▶ ISTRUZIONI DEL COMPITO: Copia senza modifiche il brano della pagina sui rapporti tra Turchia e Cina: parti dalle parole "Il popolo cinese" e fermati dopo "a lungo termine.".

▶ PAGINA:
—————
Il popolo cinese e il popolo turco hanno una significativa differenza che dovrà trovare un terreno comune sufficientemente ampio per poter interagire in un’ottica di successo e prosperità pacifica a lungo termine.
Il gioco delle parti
Per lungo tempo, Ankara e Pechino hanno mantenuto un rapporto limitato a tematiche ristrette, inquadrate in un’agenda bilaterale tradizionale. La percezione reciproca era ancora condizionata da una mentalità da Guerra Fredda, fondata su logiche di blocco contrapposto. In questo quadro, la questione uigura non ha favorito la cooperazione, ma è rimasta un punto di tensione tra i due Paesi. La Cina ha considerato la Turchia principalmente come un forte alleato della NATO e degli Stati Uniti, mentre l’Asia orientale è rimasta fuori dal raggio d’interesse politico ed economico turco.
Tuttavia, negli ultimi anni lo scenario è mutato. Le relazioni turco-cinesi si sono arricchite di nuove dimensioni, diventando più complesse e multilivello. I due Paesi oggi collaborano su questioni globali cruciali, come i conflitti in Ucraina e Palestina; inoltre, partecipano insieme a forum multilaterali come BRICS, l’Organizzazione per la Cooperazione di Shanghai (SCO) e l’ASEAN.
—————
▶ DATI REGISTRATI:

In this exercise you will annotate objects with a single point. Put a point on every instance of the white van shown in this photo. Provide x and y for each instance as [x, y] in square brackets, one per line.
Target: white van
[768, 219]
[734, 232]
—————
▶ SOLUZIONE:
Il popolo cinese e il popolo turco hanno una significativa differenza che dovrà trovare un terreno comune sufficientemente ampio per poter interagire in un’ottica di successo e prosperità pacifica a lungo termine.